-- Start SELECTED PASSAGE --

A Question of Ethics

Published October 13, 2009

A reporter recently called me to ask for comment on a news item that I found shocking It concerned a St. Louis law firm that sued one of its former associates, alleging that the attorney secretly signed up and hid clients from the firm and prevented it from collecting possibly millions in attorneys’ fees. It has been years since I’ve heard of someone attempting to commit fraud like this, but in today’s economic conditions, with more lawyers more frightened than ever about their futures, it may not be the last such incident.

-- End SELECTED PASSAGE --

TO DO |
A) In the article "A Question of Ethics," why might the St. Louis case not be the last such incident? Answer in one to three sentences.
B) Go on with the article "A Question of Ethics," starting after its last sentence.

-- Start STORED DATA --

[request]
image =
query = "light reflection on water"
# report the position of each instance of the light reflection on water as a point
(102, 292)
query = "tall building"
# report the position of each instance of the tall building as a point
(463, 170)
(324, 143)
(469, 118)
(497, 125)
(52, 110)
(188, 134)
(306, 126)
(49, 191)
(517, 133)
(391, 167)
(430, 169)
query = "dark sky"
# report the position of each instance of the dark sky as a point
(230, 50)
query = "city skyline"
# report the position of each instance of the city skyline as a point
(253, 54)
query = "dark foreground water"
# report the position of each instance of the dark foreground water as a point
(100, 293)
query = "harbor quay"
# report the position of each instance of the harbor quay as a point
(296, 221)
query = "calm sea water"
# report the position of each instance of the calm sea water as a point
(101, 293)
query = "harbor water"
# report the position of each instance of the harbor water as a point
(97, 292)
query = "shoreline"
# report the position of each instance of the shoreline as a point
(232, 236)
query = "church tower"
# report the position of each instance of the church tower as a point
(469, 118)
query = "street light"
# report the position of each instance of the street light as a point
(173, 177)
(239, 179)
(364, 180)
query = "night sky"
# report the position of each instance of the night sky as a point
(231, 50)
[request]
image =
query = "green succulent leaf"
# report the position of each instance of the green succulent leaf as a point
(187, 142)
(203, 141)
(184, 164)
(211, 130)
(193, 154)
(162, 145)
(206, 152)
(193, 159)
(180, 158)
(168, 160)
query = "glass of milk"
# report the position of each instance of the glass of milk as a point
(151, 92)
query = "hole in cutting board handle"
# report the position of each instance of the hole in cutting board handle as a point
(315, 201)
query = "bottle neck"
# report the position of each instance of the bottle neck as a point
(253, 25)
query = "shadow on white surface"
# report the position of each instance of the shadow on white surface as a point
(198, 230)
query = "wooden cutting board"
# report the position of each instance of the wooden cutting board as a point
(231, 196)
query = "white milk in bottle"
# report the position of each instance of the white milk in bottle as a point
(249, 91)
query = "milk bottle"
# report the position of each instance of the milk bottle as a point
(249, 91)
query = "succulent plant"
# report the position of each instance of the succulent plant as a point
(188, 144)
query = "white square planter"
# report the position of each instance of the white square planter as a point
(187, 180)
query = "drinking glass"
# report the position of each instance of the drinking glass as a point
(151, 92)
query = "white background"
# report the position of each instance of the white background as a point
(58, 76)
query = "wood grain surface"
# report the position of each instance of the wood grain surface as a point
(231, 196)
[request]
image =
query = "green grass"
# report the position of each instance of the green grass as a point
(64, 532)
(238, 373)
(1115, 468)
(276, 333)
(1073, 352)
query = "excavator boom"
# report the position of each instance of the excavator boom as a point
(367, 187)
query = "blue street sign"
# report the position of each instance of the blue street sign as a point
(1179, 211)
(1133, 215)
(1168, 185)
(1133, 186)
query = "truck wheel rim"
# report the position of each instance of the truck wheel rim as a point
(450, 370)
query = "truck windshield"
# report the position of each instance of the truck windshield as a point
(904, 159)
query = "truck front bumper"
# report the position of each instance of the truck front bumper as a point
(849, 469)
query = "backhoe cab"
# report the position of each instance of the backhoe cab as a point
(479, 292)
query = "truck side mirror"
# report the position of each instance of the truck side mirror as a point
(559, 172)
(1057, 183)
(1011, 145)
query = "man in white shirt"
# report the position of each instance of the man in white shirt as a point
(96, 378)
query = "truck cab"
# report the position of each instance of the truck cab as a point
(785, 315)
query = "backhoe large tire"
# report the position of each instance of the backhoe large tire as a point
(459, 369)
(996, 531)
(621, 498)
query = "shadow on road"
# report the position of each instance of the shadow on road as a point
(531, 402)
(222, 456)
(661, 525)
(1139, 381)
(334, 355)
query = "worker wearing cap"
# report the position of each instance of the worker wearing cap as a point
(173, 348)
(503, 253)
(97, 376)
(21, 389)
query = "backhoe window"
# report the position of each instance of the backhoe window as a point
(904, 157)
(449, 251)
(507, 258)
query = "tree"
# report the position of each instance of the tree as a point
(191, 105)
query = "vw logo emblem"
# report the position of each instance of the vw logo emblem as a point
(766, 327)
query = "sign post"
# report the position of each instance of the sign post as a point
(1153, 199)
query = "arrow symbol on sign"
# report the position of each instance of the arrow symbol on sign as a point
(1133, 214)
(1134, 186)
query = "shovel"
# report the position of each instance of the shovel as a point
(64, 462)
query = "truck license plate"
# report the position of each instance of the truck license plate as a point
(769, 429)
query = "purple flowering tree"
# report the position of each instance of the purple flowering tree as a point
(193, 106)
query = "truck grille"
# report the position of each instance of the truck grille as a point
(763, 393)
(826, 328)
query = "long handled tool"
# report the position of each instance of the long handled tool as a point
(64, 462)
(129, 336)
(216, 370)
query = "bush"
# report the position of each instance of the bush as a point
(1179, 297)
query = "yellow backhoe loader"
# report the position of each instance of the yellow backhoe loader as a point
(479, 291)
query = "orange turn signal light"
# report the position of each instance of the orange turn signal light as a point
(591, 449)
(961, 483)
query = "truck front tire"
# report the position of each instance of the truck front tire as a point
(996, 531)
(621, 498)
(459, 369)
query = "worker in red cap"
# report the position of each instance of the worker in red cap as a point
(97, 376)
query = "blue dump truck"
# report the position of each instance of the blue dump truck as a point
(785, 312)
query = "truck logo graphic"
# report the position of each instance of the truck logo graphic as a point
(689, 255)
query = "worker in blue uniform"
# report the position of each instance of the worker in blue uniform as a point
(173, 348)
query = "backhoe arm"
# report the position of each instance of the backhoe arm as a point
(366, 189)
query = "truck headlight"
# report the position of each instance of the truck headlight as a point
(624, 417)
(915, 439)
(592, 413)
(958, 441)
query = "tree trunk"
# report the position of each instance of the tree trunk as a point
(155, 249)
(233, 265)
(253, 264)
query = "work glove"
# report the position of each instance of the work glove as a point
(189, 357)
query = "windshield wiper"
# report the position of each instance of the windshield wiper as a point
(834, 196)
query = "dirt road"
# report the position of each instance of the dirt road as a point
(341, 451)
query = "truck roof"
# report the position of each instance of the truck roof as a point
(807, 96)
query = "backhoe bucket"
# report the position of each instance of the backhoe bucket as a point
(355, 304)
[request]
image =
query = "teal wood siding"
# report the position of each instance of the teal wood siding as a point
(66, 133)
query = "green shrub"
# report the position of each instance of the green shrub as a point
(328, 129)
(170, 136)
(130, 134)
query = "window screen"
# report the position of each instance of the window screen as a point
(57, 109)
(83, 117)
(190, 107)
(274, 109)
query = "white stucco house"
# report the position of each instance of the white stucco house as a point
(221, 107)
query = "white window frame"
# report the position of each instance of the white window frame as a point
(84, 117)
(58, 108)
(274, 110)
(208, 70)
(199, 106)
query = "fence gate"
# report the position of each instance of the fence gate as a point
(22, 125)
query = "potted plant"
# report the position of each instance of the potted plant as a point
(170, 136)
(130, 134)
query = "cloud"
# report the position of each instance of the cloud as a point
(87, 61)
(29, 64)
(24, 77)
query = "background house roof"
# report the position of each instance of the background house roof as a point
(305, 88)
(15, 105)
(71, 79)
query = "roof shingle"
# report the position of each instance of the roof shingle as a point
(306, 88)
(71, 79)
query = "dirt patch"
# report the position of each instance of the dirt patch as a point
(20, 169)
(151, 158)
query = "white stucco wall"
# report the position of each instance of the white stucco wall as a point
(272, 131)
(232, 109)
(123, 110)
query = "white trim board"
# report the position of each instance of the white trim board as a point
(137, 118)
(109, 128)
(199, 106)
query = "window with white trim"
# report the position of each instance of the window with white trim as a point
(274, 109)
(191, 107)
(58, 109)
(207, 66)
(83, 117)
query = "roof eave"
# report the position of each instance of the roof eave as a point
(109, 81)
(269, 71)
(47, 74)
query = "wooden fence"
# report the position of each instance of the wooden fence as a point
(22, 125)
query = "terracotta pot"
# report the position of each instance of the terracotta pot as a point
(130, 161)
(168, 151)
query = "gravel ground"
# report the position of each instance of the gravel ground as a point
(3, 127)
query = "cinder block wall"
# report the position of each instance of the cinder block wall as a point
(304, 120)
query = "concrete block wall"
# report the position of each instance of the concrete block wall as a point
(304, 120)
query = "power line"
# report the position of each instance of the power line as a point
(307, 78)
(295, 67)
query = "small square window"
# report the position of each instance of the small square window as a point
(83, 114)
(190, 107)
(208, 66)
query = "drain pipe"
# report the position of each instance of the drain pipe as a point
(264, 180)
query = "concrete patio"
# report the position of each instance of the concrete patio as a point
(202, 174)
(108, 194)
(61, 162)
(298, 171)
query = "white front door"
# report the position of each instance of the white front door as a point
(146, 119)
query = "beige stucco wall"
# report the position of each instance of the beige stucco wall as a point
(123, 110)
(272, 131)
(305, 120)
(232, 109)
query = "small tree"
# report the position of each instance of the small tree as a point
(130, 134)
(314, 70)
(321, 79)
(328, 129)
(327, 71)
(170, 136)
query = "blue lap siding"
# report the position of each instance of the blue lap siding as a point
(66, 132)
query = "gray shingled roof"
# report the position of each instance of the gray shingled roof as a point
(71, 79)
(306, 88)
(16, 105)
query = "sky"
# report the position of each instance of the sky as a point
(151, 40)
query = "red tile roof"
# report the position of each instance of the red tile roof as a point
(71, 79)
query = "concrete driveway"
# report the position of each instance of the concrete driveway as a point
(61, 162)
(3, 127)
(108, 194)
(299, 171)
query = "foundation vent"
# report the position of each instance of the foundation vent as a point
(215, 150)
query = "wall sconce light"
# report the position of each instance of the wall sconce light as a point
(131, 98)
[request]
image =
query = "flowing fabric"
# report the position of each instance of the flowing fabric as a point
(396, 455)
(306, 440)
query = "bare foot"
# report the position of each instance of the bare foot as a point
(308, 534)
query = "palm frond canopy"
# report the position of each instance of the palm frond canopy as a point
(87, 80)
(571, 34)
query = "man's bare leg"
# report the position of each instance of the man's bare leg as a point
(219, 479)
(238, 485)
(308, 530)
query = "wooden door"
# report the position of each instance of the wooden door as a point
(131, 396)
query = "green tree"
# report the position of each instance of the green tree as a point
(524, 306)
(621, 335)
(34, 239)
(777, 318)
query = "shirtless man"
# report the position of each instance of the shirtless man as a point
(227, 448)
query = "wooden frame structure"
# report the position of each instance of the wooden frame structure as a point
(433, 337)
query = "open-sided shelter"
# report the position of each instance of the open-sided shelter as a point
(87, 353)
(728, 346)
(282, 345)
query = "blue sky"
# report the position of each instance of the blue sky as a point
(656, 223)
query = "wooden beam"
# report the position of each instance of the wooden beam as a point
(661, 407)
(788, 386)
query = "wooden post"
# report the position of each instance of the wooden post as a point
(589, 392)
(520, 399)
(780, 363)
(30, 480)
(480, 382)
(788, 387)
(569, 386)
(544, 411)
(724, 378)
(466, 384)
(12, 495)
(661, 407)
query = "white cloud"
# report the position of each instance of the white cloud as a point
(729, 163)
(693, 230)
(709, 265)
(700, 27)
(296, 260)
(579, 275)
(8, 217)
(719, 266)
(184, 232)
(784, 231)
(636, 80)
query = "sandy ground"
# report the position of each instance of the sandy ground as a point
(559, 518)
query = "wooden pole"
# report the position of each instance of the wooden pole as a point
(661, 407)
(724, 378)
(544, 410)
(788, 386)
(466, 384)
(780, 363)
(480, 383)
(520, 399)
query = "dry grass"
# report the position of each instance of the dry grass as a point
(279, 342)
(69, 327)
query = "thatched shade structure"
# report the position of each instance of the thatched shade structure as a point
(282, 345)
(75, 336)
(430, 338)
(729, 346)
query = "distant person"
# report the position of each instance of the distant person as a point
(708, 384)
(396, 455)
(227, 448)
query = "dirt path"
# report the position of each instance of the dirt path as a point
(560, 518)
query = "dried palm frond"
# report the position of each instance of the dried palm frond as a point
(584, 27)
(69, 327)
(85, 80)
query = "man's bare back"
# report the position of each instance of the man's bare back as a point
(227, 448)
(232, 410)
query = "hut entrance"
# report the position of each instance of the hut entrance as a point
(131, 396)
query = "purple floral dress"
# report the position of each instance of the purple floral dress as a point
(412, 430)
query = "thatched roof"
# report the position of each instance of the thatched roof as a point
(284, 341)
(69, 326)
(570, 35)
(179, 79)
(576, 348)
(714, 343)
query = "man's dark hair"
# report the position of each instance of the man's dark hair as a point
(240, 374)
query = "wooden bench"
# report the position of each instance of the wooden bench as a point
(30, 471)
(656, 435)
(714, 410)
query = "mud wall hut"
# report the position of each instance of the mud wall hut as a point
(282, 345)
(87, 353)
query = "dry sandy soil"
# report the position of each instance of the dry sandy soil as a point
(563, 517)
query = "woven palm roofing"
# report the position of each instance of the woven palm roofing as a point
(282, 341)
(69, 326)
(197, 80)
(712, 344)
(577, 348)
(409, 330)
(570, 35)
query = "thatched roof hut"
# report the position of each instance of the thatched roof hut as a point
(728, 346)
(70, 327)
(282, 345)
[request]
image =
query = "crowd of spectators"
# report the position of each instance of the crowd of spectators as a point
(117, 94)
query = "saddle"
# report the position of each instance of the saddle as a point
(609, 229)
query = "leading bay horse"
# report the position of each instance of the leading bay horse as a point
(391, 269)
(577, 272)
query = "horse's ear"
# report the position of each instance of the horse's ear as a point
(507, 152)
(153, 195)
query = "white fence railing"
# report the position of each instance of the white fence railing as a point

-- End STORED DATA --

ANSWERS TO THE PROBLEMS |
A) The article points to today's economic conditions, in which more lawyers are more frightened than ever about their futures. That pressure could lead others to attempt similar fraud.

B)
Such conduct can potentially involve a host of ethical lapses: the theft of property, breach of duty of loyalty to the employer, moral turpitude and more. Interestingly, none of these are specifically singled out in the ABA’s Rule of Professional Conduct 8.4, which governs misconduct. However, the ABA’s commentary on that rule is highly instructive:

Many kinds of illegal conduct reflect adversely on fitness to practice law, such as offenses involving fraud and the offense of willful failure to file an income tax return. However, some kinds of offenses carry no such implication. Traditionally, the distinction was drawn in terms of offenses involving “moral turpitude.” That concept can be construed to include offenses concerning some matters of personal morality, such as adultery and comparable offenses, that have no specific connection to fitness for the practice of law. Although a lawyer is personally answerable to the entire criminal law, a lawyer should be professionally answerable only for offenses that indicate lack of those characteristics relevant to law practice. Offenses involving violence, dishonesty, breach of trust, or serious interference with the administration of justice are in that category. A pattern of repeated offenses, even ones of minor significance when considered separately, can indicate indifference to legal obligation.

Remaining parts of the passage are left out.